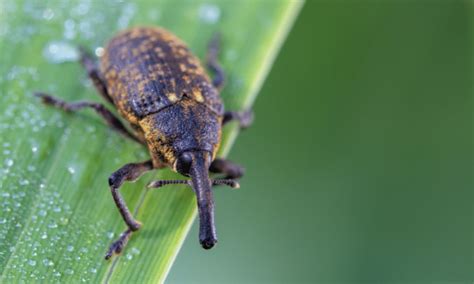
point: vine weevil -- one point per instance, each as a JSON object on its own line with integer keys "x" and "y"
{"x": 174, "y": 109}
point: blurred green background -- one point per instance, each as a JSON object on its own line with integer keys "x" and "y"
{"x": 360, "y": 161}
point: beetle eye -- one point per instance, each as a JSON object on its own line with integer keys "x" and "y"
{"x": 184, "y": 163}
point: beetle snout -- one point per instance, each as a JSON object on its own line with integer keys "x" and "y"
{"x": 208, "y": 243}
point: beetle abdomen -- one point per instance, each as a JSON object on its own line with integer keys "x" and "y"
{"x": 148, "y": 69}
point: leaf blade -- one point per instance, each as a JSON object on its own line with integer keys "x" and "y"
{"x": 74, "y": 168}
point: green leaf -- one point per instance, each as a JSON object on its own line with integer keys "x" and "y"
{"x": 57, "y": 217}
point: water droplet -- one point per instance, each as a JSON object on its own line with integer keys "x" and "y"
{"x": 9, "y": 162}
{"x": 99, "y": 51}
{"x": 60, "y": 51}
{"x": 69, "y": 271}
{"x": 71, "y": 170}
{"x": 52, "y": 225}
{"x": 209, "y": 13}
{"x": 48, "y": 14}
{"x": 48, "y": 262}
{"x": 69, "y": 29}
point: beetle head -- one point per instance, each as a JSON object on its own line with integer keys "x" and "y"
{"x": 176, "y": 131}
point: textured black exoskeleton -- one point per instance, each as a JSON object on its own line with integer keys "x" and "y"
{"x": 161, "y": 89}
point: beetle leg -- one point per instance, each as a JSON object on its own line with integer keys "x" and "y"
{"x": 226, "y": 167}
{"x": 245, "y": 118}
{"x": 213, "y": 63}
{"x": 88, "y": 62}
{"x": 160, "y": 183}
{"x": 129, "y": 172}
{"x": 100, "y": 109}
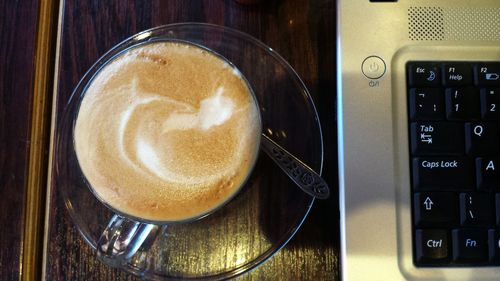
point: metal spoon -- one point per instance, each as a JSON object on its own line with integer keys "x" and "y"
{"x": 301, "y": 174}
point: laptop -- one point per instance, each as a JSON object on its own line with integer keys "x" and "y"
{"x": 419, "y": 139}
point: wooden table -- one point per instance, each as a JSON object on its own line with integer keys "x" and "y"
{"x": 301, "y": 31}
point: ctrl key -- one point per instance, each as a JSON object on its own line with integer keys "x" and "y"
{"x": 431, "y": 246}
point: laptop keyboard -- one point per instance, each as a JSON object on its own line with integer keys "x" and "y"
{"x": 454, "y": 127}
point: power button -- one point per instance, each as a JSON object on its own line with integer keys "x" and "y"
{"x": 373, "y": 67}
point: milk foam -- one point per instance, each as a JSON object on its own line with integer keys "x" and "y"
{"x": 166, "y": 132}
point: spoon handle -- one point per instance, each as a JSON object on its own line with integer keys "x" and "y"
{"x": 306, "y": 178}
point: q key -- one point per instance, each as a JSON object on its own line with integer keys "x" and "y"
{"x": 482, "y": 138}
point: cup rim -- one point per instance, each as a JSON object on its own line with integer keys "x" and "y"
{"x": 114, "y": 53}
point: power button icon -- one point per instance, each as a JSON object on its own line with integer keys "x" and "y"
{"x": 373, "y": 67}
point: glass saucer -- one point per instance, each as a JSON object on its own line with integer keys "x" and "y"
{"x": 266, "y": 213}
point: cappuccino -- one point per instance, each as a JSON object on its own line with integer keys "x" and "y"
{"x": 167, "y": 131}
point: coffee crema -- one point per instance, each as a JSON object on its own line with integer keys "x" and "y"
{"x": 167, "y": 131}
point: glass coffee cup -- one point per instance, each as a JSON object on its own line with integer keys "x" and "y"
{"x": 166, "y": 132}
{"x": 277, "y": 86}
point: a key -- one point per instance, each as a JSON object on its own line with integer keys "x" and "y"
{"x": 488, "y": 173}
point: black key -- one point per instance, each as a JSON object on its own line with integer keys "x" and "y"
———
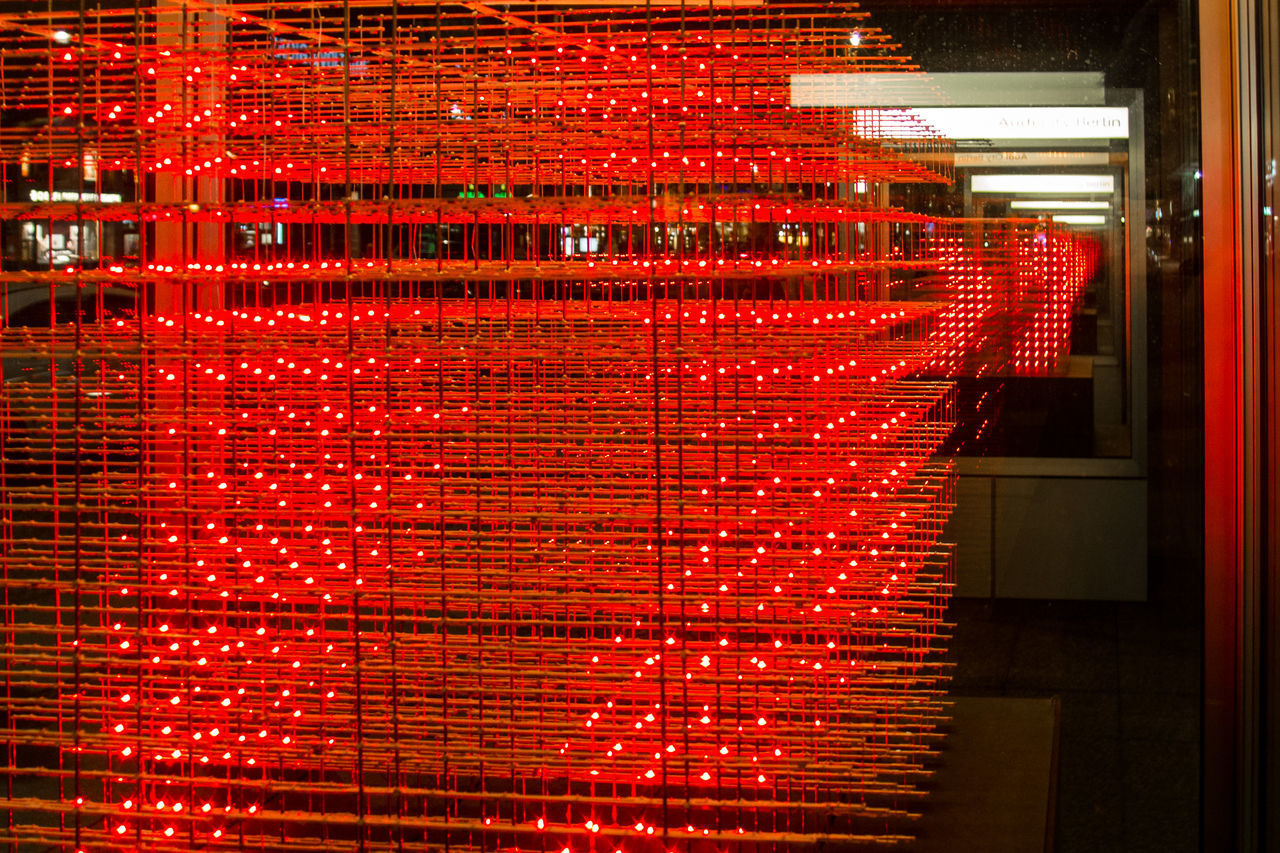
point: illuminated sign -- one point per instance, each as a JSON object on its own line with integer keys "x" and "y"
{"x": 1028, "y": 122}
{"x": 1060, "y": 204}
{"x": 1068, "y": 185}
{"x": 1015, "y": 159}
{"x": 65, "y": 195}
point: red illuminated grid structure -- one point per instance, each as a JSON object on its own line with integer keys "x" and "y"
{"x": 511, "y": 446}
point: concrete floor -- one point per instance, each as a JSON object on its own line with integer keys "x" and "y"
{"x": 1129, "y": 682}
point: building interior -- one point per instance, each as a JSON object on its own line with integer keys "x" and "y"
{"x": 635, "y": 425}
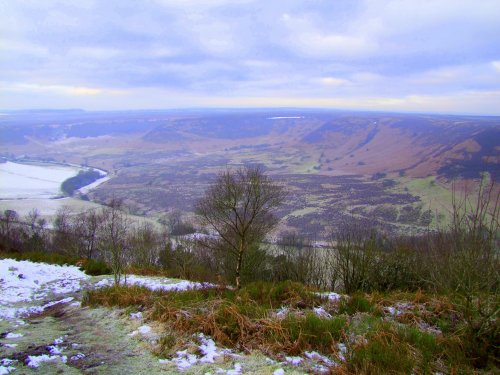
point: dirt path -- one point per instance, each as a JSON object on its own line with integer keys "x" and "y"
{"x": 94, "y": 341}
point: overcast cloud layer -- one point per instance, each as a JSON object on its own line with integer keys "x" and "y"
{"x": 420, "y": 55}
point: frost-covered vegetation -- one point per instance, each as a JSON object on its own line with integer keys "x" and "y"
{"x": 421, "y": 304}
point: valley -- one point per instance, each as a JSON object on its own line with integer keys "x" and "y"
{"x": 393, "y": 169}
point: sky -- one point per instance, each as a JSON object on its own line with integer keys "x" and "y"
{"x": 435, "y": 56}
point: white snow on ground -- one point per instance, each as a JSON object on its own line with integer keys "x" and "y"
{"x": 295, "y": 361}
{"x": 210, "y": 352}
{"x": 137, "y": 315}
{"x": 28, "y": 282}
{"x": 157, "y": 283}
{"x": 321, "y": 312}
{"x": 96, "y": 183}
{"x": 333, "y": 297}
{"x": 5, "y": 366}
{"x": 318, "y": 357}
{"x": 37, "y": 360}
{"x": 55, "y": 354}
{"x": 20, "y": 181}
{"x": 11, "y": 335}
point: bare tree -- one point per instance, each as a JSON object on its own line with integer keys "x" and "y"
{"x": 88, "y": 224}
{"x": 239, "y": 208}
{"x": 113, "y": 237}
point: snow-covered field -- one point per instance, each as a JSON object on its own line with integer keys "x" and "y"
———
Activity: Nothing should appear in the answer except the lines above from the line with "point: glass saucer" through the line with "point: black key", both included, written out exactly.

Answer:
point: glass saucer -- one point per instance, each as a JSON object on its own line with integer keys "x" and "y"
{"x": 266, "y": 213}
point: cappuccino -- one point per instance, each as a JSON object on its own line with integer keys "x" and "y"
{"x": 167, "y": 131}
point: coffee crema -- one point per instance, each as a JSON object on its own line with integer keys "x" and "y"
{"x": 167, "y": 131}
point: glass coffee cup -- one point per instance, each as a JSON object on its own line with integer keys "x" and "y"
{"x": 166, "y": 132}
{"x": 277, "y": 86}
point: a key -- one point per instance, each as a JSON object on its own line with integer keys "x" and "y"
{"x": 488, "y": 173}
point: black key -- one point per instance, each as a JSON object on its own line with integer keys "x" and "y"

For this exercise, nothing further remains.